[Collected data entries]

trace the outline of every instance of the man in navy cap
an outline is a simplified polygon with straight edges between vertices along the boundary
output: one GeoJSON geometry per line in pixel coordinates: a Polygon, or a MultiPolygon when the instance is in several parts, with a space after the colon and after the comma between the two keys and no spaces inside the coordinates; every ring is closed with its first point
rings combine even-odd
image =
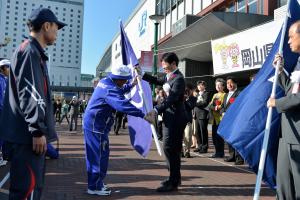
{"type": "Polygon", "coordinates": [[[110,195],[103,183],[109,159],[108,134],[114,122],[113,111],[141,117],[154,123],[154,119],[136,108],[124,94],[136,84],[127,83],[131,70],[127,66],[113,67],[106,78],[100,80],[84,114],[84,138],[88,173],[88,194],[110,195]]]}
{"type": "Polygon", "coordinates": [[[40,199],[47,143],[57,140],[44,49],[66,24],[46,8],[32,11],[30,37],[14,52],[0,119],[10,165],[9,199],[40,199]]]}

Problem requirements: Which lines hold the word "instance"? Copy each of them from the records.

Expected output:
trace the outline of every instance of the man in navy cap
output: one GeoJSON geometry per line in pixel coordinates: a Polygon, or a MultiPolygon when the instance is in several parts, with a space after the colon and after the comma between the two keys and no spaces inside the coordinates; every ring is closed with its first point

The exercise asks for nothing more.